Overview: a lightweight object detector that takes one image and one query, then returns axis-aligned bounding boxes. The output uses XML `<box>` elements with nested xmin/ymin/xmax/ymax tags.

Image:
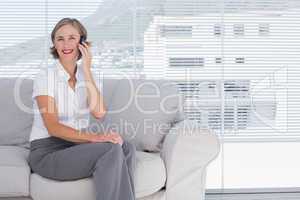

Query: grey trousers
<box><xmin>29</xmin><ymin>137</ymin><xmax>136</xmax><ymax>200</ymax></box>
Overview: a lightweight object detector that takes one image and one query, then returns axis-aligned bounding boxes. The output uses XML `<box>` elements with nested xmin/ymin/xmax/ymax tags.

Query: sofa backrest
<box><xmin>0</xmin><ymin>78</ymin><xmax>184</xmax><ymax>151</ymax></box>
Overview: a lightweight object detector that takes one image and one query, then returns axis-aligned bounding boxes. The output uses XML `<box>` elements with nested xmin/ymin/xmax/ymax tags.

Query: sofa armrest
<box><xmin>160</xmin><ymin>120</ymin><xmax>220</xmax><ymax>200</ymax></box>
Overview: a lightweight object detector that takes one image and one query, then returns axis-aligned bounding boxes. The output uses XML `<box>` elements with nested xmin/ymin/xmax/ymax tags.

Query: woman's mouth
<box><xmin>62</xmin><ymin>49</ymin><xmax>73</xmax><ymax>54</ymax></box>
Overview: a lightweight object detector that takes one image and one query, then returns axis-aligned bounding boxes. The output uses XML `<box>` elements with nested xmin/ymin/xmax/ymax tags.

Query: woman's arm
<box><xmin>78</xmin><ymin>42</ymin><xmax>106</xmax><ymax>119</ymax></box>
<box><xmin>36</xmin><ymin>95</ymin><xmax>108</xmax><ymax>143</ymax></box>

==

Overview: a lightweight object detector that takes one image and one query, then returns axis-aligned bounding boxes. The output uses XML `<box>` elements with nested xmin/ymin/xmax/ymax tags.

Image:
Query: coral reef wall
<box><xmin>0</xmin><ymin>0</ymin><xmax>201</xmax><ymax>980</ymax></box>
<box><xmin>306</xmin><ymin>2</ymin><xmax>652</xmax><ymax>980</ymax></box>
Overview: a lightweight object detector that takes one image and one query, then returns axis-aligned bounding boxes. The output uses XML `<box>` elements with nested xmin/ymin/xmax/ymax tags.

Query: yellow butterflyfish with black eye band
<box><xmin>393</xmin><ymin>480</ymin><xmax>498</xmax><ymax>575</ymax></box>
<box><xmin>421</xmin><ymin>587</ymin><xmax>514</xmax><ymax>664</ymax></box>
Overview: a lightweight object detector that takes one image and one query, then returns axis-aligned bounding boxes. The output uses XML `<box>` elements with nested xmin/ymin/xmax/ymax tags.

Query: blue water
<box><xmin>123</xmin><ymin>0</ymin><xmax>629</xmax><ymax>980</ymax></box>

---

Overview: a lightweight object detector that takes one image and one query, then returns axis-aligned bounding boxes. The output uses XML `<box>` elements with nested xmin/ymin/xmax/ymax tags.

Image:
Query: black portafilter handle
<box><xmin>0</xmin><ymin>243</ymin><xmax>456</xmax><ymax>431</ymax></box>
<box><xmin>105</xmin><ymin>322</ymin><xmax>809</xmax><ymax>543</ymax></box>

AIM OF THE EXERCISE: From the data above, pick out each line that contains the word "sofa" and copy it.

COMPLETE ANSWER:
Query: sofa backrest
Query: sofa armrest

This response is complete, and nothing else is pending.